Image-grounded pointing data

******************************

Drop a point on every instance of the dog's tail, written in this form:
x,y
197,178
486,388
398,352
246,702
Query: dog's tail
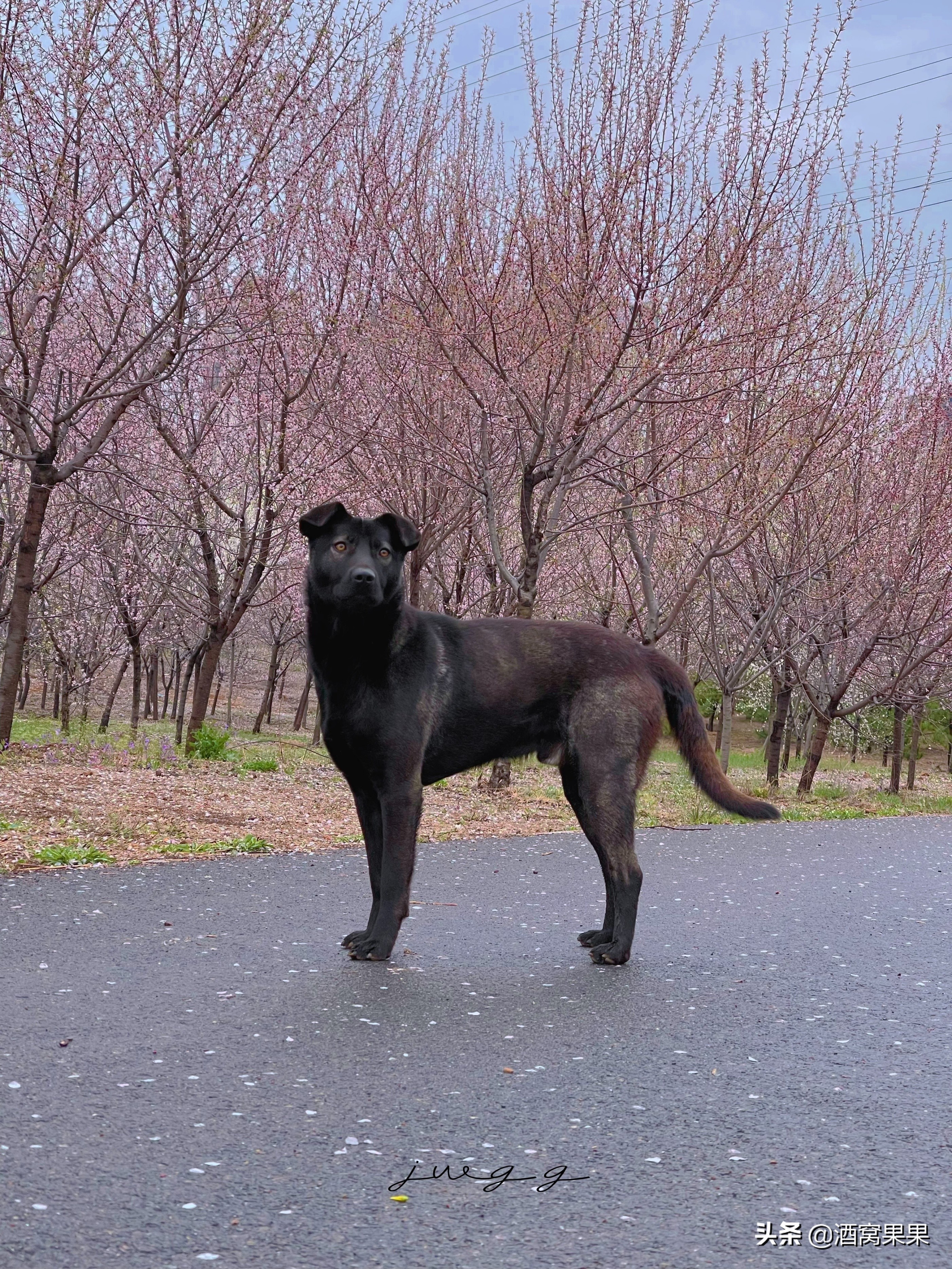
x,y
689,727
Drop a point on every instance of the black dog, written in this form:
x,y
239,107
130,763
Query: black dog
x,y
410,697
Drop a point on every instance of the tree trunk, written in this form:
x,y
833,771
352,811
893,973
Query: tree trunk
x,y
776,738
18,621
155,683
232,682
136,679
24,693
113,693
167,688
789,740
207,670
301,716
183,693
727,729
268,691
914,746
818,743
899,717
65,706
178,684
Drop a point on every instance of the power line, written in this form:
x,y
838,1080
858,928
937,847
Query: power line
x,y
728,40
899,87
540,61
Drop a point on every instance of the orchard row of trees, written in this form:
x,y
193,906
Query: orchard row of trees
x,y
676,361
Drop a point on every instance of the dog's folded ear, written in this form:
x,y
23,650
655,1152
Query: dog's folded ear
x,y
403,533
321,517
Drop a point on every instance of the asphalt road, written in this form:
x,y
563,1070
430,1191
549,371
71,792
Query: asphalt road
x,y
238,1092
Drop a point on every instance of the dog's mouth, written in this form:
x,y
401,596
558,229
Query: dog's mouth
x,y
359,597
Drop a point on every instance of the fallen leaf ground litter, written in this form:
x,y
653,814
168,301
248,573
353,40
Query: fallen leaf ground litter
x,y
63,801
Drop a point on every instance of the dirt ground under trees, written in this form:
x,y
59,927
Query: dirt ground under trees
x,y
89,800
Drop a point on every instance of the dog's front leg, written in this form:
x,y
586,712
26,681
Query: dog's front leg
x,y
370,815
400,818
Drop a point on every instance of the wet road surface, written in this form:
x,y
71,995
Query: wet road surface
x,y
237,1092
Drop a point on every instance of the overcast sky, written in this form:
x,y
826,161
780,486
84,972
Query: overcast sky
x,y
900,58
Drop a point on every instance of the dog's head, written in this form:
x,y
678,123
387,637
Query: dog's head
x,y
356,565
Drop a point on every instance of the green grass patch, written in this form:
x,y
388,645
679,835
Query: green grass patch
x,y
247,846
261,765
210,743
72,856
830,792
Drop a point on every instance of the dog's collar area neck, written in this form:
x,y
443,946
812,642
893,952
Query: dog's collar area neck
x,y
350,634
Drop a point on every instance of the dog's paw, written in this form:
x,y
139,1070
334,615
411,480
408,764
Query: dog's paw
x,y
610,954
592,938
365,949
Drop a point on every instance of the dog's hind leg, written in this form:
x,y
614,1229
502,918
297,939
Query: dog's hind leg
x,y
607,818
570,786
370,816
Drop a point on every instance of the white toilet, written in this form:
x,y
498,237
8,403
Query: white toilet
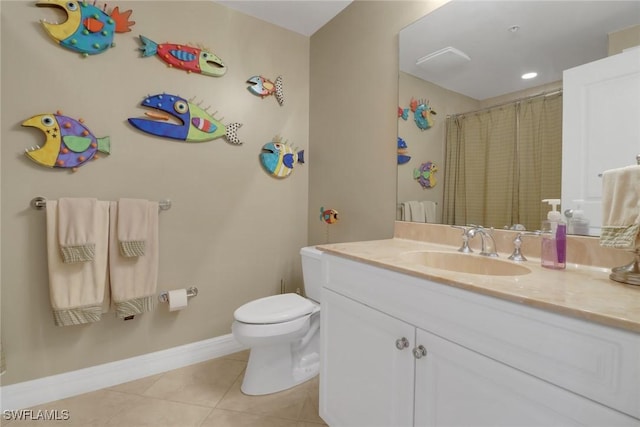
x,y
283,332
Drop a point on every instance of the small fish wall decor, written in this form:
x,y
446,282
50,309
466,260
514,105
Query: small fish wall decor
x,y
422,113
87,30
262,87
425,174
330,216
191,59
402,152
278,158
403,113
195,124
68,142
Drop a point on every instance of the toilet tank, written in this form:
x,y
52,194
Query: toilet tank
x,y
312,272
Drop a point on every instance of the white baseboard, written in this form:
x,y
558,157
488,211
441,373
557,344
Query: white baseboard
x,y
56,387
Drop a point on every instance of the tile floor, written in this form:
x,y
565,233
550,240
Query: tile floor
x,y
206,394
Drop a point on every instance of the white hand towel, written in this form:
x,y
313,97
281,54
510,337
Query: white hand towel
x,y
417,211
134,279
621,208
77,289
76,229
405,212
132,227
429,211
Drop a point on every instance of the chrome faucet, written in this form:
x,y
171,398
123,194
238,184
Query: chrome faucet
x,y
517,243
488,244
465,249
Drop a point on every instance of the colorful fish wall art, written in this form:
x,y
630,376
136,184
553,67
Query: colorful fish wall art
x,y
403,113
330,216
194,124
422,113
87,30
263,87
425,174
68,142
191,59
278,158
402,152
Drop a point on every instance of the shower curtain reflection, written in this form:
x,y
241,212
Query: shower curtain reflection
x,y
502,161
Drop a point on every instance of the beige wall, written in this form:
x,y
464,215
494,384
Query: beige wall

******************************

• [TASK BRIEF]:
Every line of the records above must reappear exactly, though the pictures must not.

• [TASK RESPONSE]:
Drop a point on every instance of the dog's tail, written in this form:
x,y
197,178
486,388
398,352
246,702
Query: dog's tail
x,y
689,727
Drop a point on every instance of the black dog, written in this form:
x,y
239,107
130,763
Query: black dog
x,y
410,697
Drop a point on every instance of the tree trunk, written in this form:
x,y
833,771
352,811
893,973
Query: tree trunk
x,y
776,738
18,621
155,683
232,682
136,679
24,693
113,693
167,688
789,740
207,670
301,716
183,693
727,729
268,691
914,746
818,743
899,717
65,706
178,684
Drop a point on every instance of the power line, written in this form:
x,y
838,1080
858,928
937,847
Query: power line
x,y
728,40
899,87
540,61
Drop a point on every instance of the orchard row of trees, written in this form:
x,y
193,906
Query: orchard row of trees
x,y
676,361
Drop a point on every instance of the dog's folded ear, written in this form:
x,y
23,650
655,1152
Query: dog's folded ear
x,y
403,533
321,517
Drop a point on every instance of the asphalt road, written in this form:
x,y
563,1070
430,1191
549,371
71,792
Query: asphalt road
x,y
238,1092
Drop a point on every instance of the dog's mouth, written in this form:
x,y
401,596
558,229
Query: dog's mouth
x,y
359,597
Drop a point on every instance of the fallen leaf ground litter, written in this form:
x,y
653,814
168,301
248,573
353,40
Query: fallen leaf ground litter
x,y
63,801
Drop a point on every instance of the dirt ground under trees, written in this form:
x,y
59,927
Query: dirt ground under trees
x,y
89,800
Drop a point on every instance of the dog's front leg, written in this form:
x,y
586,712
26,681
Query: dog's front leg
x,y
370,815
400,818
Drop a point on every instance of the wet road surface, written in this form:
x,y
71,995
Query: wet road surface
x,y
237,1092
Drop a point on every instance of the overcast sky, written in this form:
x,y
826,161
780,486
84,972
Query: overcast sky
x,y
900,58
Drop a point on every instance of the dog's head, written in this form:
x,y
678,123
387,637
Query: dog's head
x,y
356,565
Drop a point on every instance of the green grass patch, written in this form:
x,y
388,645
679,835
Query: green grass patch
x,y
247,846
261,765
210,743
72,856
830,792
Drop a point on every instance of the dog's collar area neck, written in this form:
x,y
443,946
812,642
893,952
Query: dog's collar area neck
x,y
350,634
Drop a point on every instance of the dog's paw, written in this form:
x,y
139,1070
334,615
411,480
408,764
Query: dog's paw
x,y
610,954
592,938
365,949
Drop a point on every instance of the dog's hind leg, written in this form:
x,y
614,1229
502,918
297,939
Query: dog's hind leg
x,y
607,818
570,786
370,816
Drop a point on every instance of the white toilet, written in this form:
x,y
498,237
8,403
Query: white toilet
x,y
283,332
Drop a point on every instance of the small fish wall decor, written in this form:
x,y
446,282
50,309
466,260
514,105
Query: small fish wall decor
x,y
422,113
87,30
262,87
425,174
330,216
191,59
402,152
278,158
403,113
195,124
68,142
Drop a point on every instance of the toilet tank, written in this form:
x,y
52,194
Query: toilet tank
x,y
312,272
Drop a point on every instance of the white baseboard, written in this form:
x,y
558,157
488,211
441,373
557,344
Query: white baseboard
x,y
56,387
Drop a point on every instance of the tile floor, written in this form:
x,y
565,233
550,240
Query: tile floor
x,y
206,394
Drop a point on every instance of the white hand towel, written in this form:
x,y
313,97
281,54
510,337
Query: white hand towel
x,y
417,211
134,279
621,208
77,289
76,229
405,212
132,227
429,211
Drop a point on every instance of the chrome faucet, written in this form:
x,y
171,398
123,194
238,184
Query: chrome faucet
x,y
517,243
488,244
465,249
Drop a point on every instance of the colorful fish wall art, written in this form:
x,y
630,376
136,184
553,67
Query: colorful fish wall art
x,y
403,113
330,216
194,124
422,113
87,30
263,87
425,174
68,142
191,59
278,158
402,152
Drop a point on every instance of the shower curtain reflection, written in this form:
x,y
241,212
Query: shower curtain reflection
x,y
502,161
Drop a point on every instance of the beige wall, written in this form:
x,y
464,215
494,384
Query: beige wall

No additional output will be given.